TASK OBJECTIVE
Can you quote the lines below exactly, starting at the line with "Phrase: player's shoulder" and going through the last one?

RECORDED DATA
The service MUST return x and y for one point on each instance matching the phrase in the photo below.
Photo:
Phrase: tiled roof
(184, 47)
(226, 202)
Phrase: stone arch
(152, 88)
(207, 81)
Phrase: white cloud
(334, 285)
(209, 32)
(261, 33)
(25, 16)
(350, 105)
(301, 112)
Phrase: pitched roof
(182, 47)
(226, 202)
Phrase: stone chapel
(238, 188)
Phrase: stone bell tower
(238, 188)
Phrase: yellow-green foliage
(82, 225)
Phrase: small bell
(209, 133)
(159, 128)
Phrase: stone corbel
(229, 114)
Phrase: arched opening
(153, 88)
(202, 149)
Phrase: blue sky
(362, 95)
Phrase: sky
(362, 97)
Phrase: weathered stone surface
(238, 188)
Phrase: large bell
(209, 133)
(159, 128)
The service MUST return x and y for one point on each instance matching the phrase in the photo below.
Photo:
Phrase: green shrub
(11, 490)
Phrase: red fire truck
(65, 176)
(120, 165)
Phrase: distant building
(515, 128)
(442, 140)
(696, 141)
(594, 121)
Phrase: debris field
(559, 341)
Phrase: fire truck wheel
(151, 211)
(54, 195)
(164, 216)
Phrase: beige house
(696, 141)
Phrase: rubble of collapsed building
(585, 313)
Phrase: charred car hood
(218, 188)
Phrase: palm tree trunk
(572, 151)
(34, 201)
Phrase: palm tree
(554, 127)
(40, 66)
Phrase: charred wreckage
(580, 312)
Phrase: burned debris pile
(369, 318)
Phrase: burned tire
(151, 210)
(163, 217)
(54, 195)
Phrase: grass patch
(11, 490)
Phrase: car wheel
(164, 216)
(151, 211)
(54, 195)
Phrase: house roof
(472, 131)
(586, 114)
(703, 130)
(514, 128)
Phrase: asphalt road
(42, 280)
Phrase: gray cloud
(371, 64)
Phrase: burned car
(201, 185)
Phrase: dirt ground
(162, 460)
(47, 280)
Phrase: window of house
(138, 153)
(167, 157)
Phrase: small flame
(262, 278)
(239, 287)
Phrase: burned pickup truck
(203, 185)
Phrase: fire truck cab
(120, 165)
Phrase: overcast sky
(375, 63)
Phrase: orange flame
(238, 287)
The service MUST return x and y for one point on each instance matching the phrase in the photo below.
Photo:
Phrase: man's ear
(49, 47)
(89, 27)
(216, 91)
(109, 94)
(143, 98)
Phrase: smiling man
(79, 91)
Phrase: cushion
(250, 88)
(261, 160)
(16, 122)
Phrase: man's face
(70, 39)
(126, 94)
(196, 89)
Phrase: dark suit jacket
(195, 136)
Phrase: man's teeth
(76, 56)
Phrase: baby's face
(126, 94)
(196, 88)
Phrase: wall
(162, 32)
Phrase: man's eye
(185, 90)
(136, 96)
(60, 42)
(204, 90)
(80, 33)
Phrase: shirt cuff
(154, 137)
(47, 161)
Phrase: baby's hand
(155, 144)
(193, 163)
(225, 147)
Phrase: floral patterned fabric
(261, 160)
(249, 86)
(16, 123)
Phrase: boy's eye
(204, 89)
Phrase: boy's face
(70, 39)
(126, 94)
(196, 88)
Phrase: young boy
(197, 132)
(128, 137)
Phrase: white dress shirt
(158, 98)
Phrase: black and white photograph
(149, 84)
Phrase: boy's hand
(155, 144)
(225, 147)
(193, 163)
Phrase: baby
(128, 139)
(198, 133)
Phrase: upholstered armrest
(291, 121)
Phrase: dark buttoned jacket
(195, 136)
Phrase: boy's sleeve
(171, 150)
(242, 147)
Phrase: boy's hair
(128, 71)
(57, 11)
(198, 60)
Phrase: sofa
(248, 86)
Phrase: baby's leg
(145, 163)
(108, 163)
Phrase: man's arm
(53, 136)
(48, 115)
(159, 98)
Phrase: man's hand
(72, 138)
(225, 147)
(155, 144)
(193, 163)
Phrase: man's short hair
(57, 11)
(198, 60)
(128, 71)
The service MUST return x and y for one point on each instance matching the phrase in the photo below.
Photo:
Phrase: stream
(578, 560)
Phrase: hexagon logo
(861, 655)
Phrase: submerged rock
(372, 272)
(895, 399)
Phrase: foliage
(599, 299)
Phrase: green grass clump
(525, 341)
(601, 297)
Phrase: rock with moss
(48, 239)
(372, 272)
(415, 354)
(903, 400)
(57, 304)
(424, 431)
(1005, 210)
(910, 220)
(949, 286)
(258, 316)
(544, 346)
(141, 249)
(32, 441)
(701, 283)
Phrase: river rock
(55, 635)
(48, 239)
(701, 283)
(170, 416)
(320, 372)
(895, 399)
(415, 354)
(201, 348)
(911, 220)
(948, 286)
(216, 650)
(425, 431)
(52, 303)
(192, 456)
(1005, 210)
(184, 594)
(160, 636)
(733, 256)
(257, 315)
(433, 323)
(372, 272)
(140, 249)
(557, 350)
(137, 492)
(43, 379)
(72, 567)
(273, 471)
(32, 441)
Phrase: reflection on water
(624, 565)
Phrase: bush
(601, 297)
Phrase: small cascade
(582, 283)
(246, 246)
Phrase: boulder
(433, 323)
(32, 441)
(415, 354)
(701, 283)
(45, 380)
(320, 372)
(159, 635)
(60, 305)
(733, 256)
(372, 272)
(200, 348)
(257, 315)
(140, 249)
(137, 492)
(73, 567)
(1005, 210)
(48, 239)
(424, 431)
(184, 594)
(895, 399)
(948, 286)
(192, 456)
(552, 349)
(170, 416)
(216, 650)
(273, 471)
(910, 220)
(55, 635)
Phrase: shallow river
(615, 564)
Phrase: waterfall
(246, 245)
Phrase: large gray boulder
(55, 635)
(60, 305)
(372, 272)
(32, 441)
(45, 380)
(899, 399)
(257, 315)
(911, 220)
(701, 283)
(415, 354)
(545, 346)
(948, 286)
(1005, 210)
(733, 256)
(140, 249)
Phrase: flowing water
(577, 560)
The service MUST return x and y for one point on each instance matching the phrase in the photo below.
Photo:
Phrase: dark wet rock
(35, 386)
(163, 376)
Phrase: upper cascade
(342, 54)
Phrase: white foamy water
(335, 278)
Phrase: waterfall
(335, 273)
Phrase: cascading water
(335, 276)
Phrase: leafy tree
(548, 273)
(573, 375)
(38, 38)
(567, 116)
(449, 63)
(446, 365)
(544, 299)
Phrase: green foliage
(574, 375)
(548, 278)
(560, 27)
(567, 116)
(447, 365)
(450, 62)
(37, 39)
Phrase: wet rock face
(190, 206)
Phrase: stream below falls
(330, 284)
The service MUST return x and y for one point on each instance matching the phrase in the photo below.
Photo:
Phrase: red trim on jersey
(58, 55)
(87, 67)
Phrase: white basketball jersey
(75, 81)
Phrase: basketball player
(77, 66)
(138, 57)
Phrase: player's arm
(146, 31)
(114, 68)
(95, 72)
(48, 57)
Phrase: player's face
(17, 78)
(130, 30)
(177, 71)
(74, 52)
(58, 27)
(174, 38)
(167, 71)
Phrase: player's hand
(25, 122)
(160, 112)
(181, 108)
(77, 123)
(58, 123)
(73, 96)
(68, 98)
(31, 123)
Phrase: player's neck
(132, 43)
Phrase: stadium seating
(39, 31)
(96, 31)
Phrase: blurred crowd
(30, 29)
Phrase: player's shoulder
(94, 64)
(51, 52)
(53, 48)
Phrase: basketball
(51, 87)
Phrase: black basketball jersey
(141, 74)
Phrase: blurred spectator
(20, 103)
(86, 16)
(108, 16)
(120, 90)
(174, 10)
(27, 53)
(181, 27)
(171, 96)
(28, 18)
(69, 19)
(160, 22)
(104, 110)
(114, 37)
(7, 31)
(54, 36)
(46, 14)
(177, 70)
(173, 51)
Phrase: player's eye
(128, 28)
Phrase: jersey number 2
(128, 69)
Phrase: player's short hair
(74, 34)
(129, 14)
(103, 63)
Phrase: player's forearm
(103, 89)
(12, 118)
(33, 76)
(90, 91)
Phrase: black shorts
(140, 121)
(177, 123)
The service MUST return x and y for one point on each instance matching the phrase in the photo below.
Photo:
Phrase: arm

OUTPUT BELOW
Phrase: player's shoulder
(94, 64)
(51, 52)
(53, 48)
Phrase: basketball
(51, 87)
Phrase: black basketball jersey
(141, 74)
Phrase: blurred spectator
(20, 103)
(86, 16)
(108, 16)
(120, 90)
(174, 10)
(27, 53)
(181, 27)
(171, 96)
(28, 18)
(69, 19)
(160, 22)
(104, 110)
(114, 37)
(7, 31)
(54, 36)
(46, 14)
(177, 70)
(173, 51)
Phrase: player's eye
(128, 28)
Phrase: jersey number 2
(128, 69)
Phrase: player's short hair
(74, 34)
(129, 14)
(103, 63)
Phrase: player's forearm
(103, 89)
(12, 118)
(33, 76)
(90, 91)
Phrase: black shorts
(140, 121)
(177, 123)
The service MUST return x and y for one point on each instance matching the phrase in the photo below.
Photo:
Phrase: arm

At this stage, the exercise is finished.